▸ **Text excerpt**:
## Begin

(Nvidia) system freezes when called to suspend since Linux 6.7.0 on Nvidia hardware with modeset

Bug #2078553 reported by Jani Uusitalo
8
This bug affects 1 person
Affects Status Importance Assigned to Milestone
linux (Ubuntu)
New
Medium
Vinicius Peixoto

Bug Description

== Summary ==
On my computer with an ancient Nvidia chipset (Geforce 7025/nForce 630a), running `sysctl suspend` (or suspending from the Gnome menu) causes the system to start suspending, but it freezes halfway, leaving fans and hard drives spinning. There's no way to resume from this frozen state apart from forcing a reboot (with a hardware reset button/poweroff).

== Steps to reproduce ==
* boot with modeset enabled
* run `sysctl suspend`

== What I expect to happen ==
For the system to suspend, shutting down all fans and hard drives.

== What happens ==
The system begins to suspend, but freezes halfway, leaving the display on and fans and hard drives spinning, but the keyboard unresponsive.

== Workaround ==
Disable kernel modesetting by adding "nomodeset" to the kernel commandline.

## End

▸ **Directives**:
1 – Answer the following questions using the suspend bug report:
(a) Which Nvidia chipset does the reporter's computer have?
(b) What does the reporter expect to happen when the system suspends?
(c) What is added to the kernel command line as a workaround?
2 – Pick up the suspend bug report after its last sentence and continue it.
The records that follow come from a source unrelated to the bug report above.

▸ **Data shown**:
## Begin

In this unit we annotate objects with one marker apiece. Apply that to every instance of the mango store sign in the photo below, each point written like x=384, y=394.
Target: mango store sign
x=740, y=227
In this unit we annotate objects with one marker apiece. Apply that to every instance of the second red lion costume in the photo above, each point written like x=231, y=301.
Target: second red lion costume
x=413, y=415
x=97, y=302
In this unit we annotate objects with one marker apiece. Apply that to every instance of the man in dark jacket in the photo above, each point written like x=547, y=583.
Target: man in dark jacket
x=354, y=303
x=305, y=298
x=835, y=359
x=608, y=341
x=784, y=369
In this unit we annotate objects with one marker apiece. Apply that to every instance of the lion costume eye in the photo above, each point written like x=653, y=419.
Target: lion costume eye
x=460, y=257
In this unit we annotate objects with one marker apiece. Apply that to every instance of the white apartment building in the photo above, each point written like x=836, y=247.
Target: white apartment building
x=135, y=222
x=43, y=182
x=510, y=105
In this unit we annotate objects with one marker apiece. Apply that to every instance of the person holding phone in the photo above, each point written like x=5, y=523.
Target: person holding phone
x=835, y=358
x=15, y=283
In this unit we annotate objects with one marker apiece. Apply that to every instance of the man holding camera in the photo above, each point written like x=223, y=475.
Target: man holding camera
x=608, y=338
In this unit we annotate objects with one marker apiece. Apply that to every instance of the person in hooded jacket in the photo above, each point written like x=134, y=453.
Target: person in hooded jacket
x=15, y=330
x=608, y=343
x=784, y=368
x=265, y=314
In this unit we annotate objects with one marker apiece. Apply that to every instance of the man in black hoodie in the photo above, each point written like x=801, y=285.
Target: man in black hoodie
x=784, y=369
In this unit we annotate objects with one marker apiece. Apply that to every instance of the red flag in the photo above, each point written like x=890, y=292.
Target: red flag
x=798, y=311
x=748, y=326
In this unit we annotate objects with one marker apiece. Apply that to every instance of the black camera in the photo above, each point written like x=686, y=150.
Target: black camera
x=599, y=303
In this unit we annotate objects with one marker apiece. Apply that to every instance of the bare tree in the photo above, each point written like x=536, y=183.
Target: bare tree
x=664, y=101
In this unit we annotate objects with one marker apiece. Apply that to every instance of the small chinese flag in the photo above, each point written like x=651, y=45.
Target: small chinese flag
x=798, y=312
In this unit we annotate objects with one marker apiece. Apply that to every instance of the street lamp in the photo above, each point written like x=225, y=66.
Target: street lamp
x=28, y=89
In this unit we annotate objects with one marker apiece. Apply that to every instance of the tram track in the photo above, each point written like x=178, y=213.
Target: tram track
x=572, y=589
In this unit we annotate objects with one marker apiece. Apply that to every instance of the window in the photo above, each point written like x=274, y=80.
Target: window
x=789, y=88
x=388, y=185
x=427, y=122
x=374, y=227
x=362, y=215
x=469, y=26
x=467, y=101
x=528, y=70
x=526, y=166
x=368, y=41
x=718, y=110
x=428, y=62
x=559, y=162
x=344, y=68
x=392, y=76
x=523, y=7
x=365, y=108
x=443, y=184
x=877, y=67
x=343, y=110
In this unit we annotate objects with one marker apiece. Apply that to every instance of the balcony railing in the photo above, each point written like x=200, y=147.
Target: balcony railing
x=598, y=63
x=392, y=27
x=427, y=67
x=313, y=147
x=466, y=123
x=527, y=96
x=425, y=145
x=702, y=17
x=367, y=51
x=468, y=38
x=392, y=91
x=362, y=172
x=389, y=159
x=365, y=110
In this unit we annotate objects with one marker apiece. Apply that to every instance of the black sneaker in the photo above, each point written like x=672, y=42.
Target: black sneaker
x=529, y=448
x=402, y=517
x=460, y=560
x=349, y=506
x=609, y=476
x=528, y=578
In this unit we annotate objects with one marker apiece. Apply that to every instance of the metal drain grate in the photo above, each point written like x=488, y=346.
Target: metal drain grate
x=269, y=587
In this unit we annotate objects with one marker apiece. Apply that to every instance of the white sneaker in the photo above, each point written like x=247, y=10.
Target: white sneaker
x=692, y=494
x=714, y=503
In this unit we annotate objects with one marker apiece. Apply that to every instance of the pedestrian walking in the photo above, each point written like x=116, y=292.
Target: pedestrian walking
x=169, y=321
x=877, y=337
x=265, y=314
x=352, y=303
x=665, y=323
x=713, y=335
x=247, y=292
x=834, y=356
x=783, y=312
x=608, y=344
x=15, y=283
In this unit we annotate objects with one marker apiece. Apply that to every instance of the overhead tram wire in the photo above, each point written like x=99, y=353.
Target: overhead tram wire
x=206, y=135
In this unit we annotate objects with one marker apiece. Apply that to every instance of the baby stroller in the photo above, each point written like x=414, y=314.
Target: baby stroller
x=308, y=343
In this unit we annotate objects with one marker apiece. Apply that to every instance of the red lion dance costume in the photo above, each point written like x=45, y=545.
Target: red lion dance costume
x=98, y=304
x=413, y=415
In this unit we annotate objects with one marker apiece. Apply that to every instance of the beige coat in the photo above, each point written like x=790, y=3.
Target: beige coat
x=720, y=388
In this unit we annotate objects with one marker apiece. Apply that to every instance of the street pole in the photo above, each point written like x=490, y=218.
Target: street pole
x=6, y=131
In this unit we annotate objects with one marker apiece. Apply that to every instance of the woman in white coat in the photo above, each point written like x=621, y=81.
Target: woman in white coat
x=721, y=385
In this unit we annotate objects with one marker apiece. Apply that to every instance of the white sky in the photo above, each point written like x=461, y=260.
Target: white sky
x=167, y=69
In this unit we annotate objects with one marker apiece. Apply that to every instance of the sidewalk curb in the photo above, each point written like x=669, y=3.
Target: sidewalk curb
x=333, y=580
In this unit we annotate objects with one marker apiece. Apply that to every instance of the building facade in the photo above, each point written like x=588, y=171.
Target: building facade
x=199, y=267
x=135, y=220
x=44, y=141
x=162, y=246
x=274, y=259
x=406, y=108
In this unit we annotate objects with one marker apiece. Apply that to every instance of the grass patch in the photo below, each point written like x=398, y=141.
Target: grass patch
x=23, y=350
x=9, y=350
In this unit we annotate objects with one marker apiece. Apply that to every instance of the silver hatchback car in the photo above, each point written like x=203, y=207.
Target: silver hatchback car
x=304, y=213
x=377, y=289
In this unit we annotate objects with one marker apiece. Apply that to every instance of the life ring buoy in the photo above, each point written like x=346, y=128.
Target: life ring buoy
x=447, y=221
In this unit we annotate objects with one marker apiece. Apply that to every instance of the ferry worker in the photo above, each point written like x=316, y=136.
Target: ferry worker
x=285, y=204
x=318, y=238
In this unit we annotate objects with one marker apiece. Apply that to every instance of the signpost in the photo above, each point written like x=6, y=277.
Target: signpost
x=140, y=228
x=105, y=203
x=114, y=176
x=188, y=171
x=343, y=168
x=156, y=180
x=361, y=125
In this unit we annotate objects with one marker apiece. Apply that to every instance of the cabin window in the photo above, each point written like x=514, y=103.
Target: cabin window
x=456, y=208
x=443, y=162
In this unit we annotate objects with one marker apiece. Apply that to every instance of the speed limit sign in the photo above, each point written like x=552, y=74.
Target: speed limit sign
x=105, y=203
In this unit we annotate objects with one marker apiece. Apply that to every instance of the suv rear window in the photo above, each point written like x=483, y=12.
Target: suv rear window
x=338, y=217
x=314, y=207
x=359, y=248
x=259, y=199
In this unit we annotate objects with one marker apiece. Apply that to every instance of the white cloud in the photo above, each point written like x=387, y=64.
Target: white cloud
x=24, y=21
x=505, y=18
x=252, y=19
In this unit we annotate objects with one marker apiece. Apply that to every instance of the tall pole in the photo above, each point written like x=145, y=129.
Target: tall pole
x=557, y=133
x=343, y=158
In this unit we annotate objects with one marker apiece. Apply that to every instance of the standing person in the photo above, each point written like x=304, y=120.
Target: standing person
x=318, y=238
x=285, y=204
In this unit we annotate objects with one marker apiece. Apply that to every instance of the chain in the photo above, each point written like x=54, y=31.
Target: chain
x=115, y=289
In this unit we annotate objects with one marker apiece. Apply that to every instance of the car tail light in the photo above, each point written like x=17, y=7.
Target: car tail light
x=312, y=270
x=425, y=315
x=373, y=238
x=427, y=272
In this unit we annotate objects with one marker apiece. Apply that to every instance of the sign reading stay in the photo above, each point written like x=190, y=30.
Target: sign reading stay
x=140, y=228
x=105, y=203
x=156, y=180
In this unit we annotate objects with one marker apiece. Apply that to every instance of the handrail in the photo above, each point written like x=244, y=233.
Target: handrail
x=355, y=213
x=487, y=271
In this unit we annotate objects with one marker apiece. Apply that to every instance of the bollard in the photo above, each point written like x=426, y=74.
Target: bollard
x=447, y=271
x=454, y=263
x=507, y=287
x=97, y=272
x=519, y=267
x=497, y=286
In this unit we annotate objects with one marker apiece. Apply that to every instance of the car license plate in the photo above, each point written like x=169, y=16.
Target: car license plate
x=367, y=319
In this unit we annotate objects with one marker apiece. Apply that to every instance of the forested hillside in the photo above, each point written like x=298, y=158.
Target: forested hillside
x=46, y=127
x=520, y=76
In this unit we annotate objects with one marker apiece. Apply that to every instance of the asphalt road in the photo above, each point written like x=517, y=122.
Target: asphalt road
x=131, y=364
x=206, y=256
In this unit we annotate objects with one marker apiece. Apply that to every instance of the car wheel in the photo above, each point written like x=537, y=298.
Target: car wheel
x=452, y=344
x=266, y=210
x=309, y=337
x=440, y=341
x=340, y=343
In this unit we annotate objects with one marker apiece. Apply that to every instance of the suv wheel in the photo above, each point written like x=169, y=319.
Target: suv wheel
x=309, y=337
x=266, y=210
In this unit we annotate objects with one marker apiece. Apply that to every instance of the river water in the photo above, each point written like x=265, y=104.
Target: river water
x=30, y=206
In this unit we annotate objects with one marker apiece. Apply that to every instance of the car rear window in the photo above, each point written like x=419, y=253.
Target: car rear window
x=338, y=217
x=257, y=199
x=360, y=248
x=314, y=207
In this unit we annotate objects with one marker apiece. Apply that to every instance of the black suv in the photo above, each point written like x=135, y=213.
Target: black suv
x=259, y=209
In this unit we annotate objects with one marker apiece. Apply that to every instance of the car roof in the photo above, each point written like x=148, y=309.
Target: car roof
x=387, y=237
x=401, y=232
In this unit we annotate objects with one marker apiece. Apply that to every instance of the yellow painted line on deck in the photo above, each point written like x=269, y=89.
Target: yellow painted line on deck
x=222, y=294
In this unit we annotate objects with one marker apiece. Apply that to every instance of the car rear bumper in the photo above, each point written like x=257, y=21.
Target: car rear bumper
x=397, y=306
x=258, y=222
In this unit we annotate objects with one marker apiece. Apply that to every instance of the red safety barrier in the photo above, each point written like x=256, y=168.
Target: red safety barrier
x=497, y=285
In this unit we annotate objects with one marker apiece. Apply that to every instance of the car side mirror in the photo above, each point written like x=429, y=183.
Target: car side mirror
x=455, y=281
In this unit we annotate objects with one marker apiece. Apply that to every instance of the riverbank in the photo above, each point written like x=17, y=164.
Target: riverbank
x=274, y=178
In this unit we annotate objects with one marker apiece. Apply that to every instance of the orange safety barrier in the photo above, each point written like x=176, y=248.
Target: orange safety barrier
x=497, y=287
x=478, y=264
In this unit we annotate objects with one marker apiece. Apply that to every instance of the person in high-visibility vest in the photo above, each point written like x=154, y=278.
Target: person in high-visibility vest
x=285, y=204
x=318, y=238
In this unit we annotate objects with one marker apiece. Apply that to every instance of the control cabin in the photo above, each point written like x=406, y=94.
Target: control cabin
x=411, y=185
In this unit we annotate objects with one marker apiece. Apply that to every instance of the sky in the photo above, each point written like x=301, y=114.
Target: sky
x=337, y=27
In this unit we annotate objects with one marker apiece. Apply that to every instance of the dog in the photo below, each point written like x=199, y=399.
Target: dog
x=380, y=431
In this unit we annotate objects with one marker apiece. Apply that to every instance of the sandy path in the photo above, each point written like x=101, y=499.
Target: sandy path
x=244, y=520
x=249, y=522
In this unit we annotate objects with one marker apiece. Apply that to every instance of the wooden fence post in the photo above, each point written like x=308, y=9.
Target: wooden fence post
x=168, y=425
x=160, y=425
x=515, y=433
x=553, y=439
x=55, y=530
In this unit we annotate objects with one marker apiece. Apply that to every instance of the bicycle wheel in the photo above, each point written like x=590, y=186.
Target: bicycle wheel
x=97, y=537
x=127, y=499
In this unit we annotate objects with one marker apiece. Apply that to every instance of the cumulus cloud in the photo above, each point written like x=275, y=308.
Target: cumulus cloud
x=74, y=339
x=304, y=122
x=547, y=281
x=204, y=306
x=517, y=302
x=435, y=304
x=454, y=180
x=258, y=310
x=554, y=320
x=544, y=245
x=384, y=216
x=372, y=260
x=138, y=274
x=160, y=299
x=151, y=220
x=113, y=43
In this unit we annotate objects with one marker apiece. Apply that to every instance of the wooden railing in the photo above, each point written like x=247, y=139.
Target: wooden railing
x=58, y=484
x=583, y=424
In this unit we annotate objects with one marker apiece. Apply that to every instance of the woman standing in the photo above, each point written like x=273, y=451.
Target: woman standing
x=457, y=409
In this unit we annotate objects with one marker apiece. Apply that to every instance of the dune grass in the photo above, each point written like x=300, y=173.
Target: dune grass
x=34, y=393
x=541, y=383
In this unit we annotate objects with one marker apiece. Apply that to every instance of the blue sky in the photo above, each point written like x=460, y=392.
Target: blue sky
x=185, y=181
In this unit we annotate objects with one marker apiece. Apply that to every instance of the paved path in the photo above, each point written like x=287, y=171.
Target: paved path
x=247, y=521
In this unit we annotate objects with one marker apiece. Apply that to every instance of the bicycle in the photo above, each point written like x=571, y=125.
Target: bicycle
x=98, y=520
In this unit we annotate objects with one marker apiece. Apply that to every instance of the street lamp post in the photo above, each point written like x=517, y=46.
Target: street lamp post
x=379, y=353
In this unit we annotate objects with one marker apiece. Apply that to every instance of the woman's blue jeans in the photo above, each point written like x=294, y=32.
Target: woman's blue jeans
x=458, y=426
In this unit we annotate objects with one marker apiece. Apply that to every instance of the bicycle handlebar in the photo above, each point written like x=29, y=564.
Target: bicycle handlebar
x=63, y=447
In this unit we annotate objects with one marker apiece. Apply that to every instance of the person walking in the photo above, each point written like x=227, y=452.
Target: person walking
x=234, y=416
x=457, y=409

## End

▸ **Results**:
1 –
(a) A Geforce 7025/nForce 630a.
(b) The system should suspend and shut down all fans and hard drives.
(c) "nomodeset".

2 –
== Affected kernels ==
Prior to upgrades the system was running HWE kernel 5.15.0, so I tried the 5.15 series, and found that I could now suspend and wake the machine again just as before. I worked my way up the versions:

* 5.15.50: unaffected
* 5.15.165: unaffected
* 5.19.17: unaffected
* 6.4.0: unaffected
* 6.6.0: unaffected
* 6.6.48: unaffected
* 6.7.0: first to fail

I also tried the current newest mainline kernel 6.10.7, and the issue is still present there.

== Background ==
I have an old desktop machine now functioning as a NAS, and yesterday I upgraded it from Ubuntu 20.04 first to 22.04, and then all the way up to 24.04. The upgrade went smoothly, and this is the only issue I've come across since.

In the BIOS settings of the affected machine there are three "suspend mode" alternatives to choose from: "S1 (POS) only", "S3 only" and "Auto". I've always had it on "Auto", but with this issue I also tested both "S1 only" and "S3 only", with no effect.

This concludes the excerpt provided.